▸ **Given problem 1**
Pull out every line of the records that contains the word "peak". Case counts.

# START OF Text section

Hi Mike. Well I agree with you on that. In addition to the the lack of a through-wall flashing at the base of the wall, I'm looking at the poor detailing at the top of the brick veneer where it meets the wood trim. The flashing there does not extend out to the face of the brick and the top course has a low pitch. Seeing these problems at the top and the bottom of the veneer doesn't give me a lot of confidence that the water resistant barrier is properly detailed or that the mason took care to not let a lot of mortar fall into the air space when he built the wall.

Only within the last several years have builders around here begun to install weepholes within brick veneer. So there's a whole slew of houses--not only the old ones, but houses ten or twelve years old--that have no weepholes at all. I never know how to address this.

# END OF Text section
# START OF Record list

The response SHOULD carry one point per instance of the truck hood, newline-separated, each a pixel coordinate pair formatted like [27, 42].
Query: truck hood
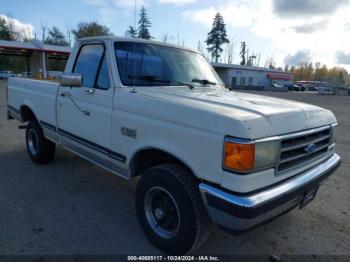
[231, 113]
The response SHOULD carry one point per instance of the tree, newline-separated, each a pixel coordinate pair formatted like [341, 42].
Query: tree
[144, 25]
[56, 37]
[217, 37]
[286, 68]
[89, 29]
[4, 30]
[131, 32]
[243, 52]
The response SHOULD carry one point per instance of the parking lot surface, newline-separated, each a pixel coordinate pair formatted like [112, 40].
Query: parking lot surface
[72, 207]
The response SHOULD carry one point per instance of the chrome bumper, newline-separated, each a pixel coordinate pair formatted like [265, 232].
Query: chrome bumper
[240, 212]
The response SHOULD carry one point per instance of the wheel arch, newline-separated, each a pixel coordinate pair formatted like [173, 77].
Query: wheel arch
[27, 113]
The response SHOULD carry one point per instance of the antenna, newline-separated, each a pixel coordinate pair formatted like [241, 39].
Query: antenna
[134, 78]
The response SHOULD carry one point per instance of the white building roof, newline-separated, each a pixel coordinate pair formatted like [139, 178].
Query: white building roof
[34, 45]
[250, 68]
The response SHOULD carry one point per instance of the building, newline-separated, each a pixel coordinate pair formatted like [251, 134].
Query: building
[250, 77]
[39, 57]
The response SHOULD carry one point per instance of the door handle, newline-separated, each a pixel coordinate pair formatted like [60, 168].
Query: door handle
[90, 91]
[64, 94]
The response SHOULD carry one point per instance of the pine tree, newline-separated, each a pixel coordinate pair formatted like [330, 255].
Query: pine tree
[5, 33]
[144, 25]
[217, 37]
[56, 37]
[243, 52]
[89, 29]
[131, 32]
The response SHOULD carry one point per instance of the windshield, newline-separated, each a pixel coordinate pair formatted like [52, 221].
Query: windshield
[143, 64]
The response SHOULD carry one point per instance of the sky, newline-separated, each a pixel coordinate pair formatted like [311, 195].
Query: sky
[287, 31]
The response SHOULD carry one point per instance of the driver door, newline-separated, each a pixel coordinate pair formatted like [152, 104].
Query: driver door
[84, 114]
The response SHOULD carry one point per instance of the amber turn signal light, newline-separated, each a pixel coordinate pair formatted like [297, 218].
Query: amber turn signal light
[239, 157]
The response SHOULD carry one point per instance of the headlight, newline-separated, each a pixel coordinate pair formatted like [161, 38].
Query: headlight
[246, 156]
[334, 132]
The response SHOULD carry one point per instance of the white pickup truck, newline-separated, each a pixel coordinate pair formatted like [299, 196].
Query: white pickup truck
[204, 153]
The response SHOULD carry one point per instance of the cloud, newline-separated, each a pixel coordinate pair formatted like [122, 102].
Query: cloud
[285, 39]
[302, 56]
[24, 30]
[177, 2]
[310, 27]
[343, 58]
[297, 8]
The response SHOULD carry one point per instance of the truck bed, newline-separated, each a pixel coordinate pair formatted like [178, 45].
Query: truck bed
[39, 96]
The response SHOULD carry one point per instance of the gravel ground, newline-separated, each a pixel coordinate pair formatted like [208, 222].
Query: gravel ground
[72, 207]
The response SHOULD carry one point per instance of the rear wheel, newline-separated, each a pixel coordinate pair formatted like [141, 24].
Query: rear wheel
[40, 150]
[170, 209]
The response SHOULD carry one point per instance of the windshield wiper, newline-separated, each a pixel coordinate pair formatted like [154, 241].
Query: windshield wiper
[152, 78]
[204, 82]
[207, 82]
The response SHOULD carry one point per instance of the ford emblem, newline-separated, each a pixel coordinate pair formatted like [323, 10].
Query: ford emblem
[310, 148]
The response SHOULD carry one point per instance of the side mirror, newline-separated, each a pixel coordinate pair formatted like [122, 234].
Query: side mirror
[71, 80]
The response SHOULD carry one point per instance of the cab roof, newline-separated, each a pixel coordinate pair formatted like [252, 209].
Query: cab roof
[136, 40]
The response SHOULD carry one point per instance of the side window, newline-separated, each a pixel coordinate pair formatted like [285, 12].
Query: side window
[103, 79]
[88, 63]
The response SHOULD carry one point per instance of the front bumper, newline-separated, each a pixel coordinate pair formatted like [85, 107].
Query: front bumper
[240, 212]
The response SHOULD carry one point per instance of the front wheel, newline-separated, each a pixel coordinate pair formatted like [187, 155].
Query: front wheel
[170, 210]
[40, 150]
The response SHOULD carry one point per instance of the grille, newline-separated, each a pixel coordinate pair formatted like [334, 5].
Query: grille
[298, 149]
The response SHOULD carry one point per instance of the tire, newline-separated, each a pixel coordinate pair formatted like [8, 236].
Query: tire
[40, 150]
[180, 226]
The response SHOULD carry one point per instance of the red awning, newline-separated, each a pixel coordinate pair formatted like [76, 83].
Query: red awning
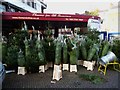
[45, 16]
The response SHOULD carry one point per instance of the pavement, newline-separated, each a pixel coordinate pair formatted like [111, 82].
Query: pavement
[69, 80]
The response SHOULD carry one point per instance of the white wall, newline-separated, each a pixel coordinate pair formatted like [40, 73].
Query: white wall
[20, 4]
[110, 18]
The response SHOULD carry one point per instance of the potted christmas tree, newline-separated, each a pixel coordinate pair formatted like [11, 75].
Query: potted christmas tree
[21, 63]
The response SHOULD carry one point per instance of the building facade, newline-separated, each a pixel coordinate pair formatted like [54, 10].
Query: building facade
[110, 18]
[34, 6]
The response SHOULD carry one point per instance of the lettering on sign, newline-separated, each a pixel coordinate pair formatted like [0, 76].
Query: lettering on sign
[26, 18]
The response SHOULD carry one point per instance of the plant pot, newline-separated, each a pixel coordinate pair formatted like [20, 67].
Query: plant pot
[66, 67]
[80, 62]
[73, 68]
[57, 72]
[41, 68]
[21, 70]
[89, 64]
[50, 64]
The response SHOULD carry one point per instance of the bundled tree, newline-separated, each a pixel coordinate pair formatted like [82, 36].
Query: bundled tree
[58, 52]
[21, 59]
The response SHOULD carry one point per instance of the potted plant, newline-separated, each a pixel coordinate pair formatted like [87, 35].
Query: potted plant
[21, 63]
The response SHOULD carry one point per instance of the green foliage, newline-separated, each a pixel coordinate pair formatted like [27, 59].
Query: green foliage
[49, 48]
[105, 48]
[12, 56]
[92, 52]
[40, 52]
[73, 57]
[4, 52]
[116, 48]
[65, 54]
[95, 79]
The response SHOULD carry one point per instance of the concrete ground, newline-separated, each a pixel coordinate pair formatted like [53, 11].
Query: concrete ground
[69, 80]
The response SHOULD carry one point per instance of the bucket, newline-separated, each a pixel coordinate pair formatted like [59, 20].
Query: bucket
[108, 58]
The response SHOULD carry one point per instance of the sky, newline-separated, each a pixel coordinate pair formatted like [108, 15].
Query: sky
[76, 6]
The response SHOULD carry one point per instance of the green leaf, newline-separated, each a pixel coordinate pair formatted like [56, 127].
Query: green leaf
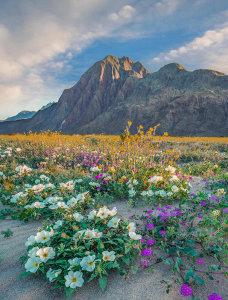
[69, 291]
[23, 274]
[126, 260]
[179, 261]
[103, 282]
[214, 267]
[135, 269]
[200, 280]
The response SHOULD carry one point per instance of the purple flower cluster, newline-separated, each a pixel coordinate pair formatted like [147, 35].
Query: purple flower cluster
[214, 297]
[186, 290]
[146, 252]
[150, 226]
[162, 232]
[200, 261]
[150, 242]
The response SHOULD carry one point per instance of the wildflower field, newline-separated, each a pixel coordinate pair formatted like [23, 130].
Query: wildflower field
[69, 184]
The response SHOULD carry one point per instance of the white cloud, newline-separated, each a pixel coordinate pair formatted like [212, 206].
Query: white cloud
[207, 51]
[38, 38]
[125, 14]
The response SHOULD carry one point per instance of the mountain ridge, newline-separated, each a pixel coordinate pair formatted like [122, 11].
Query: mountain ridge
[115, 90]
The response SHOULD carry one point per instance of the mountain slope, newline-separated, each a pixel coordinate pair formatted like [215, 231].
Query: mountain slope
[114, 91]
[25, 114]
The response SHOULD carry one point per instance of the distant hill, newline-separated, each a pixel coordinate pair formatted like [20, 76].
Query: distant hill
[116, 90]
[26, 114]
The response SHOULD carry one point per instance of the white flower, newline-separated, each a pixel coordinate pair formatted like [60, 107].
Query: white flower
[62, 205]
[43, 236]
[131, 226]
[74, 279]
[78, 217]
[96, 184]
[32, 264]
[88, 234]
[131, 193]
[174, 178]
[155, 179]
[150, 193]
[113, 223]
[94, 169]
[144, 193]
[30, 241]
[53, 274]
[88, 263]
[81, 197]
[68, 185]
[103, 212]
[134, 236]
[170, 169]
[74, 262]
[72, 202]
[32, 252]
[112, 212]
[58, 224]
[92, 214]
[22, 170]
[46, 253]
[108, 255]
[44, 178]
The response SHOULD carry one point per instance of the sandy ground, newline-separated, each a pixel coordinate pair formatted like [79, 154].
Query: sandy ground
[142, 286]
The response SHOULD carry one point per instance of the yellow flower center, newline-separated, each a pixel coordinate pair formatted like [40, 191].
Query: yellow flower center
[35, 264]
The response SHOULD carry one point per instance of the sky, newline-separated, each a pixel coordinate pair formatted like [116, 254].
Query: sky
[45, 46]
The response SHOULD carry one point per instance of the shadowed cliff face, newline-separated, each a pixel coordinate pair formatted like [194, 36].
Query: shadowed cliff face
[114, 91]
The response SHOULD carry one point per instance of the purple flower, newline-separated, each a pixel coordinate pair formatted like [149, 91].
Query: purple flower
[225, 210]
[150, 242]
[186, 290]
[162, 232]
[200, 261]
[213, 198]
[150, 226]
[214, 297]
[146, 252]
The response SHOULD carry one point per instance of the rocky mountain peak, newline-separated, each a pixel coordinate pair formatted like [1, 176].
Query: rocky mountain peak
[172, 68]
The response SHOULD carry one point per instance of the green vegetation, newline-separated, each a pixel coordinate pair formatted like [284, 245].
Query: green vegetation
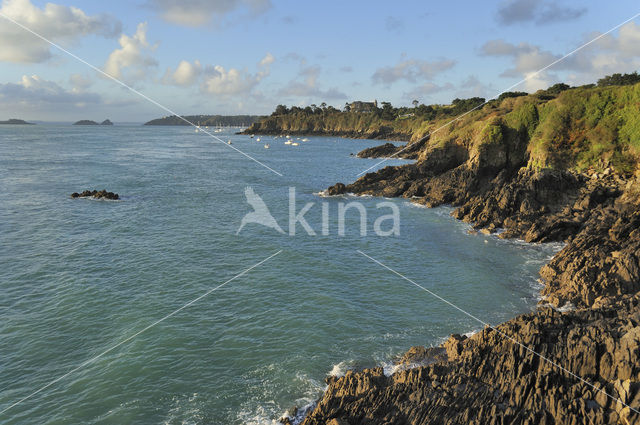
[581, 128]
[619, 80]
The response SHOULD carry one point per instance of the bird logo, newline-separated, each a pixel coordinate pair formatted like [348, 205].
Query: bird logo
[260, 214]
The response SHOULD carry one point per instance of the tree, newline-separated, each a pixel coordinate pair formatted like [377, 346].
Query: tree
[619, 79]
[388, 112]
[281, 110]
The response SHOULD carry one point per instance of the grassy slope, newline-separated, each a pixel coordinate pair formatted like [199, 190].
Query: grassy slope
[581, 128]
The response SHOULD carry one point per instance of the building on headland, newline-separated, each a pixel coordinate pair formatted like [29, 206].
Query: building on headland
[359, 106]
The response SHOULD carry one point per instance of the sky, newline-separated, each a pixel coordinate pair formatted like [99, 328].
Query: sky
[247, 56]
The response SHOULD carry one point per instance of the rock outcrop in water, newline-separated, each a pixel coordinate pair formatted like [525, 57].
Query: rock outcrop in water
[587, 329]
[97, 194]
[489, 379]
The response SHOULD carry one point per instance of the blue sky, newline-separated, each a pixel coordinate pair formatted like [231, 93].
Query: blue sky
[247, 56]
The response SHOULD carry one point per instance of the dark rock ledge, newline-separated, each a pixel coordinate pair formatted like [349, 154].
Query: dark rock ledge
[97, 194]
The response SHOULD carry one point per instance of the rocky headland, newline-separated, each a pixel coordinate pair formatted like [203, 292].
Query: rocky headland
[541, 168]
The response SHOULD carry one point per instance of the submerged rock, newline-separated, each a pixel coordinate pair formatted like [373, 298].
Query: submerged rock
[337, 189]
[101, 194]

# END OF Record list

▸ **Given problem 2**
Rewrite the brick veneer text from "Hi Mike. Well" to "to address this.", putting "weep vents" in place of each "weepholes".

▸ **Task output 1**
The response SHOULD carry one point per instance of the rocky mountain peak, newline-separated, each a pixel coordinate pair formatted like [1, 176].
Query: rocky mountain peak

▸ **Task output 2**
Hi Mike. Well I agree with you on that. In addition to the the lack of a through-wall flashing at the base of the wall, I'm looking at the poor detailing at the top of the brick veneer where it meets the wood trim. The flashing there does not extend out to the face of the brick and the top course has a low pitch. Seeing these problems at the top and the bottom of the veneer doesn't give me a lot of confidence that the water resistant barrier is properly detailed or that the mason took care to not let a lot of mortar fall into the air space when he built the wall.

Only within the last several years have builders around here begun to install weep vents within brick veneer. So there's a whole slew of houses--not only the old ones, but houses ten or twelve years old--that have no weep vents at all. I never know how to address this.